- **AUFGABENSTELLUNG**
Ermitteln Sie, wie viele Zeilen der folgenden Daten die Zeichenfolge „brown“ enthalten, wobei Groß- und Kleinschreibung zu beachten ist. Nennen Sie ausschließlich die Zahl.

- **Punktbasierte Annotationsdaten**
******************************

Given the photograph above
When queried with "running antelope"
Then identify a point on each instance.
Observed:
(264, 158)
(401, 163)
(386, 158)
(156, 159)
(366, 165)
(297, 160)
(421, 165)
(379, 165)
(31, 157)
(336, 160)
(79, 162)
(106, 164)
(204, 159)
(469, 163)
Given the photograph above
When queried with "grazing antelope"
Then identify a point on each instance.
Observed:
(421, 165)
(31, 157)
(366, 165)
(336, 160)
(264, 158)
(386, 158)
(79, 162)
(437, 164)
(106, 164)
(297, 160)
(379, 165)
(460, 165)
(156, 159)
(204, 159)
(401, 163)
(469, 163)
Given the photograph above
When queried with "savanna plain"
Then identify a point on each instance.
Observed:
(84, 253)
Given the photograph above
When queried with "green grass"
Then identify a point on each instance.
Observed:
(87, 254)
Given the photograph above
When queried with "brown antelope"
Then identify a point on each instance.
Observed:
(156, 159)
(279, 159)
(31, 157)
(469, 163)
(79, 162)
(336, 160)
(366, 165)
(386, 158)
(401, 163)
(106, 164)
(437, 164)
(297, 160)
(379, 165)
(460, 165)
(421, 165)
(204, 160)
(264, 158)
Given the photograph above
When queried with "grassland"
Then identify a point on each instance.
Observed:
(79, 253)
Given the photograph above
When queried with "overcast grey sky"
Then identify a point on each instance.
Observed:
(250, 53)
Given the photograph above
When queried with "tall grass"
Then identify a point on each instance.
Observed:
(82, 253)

******************************

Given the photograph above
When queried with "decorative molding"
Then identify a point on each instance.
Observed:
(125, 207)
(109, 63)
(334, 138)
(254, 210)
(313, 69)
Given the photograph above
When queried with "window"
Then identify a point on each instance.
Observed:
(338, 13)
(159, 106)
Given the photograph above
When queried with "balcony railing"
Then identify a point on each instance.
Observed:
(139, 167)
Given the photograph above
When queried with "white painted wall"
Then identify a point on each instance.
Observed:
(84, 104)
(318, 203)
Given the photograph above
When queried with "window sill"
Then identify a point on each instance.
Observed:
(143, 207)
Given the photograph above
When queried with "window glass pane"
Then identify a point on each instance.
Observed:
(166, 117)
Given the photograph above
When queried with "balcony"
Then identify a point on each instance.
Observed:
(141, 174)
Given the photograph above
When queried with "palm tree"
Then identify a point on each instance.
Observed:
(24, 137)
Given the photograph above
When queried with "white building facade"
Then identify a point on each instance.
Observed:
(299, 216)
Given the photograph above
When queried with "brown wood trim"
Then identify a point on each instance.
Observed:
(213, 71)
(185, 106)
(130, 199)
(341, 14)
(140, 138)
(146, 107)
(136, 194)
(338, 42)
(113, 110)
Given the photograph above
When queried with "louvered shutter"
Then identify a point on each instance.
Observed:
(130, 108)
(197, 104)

******************************

- **ANTWORT ZUR ÜBUNG**
2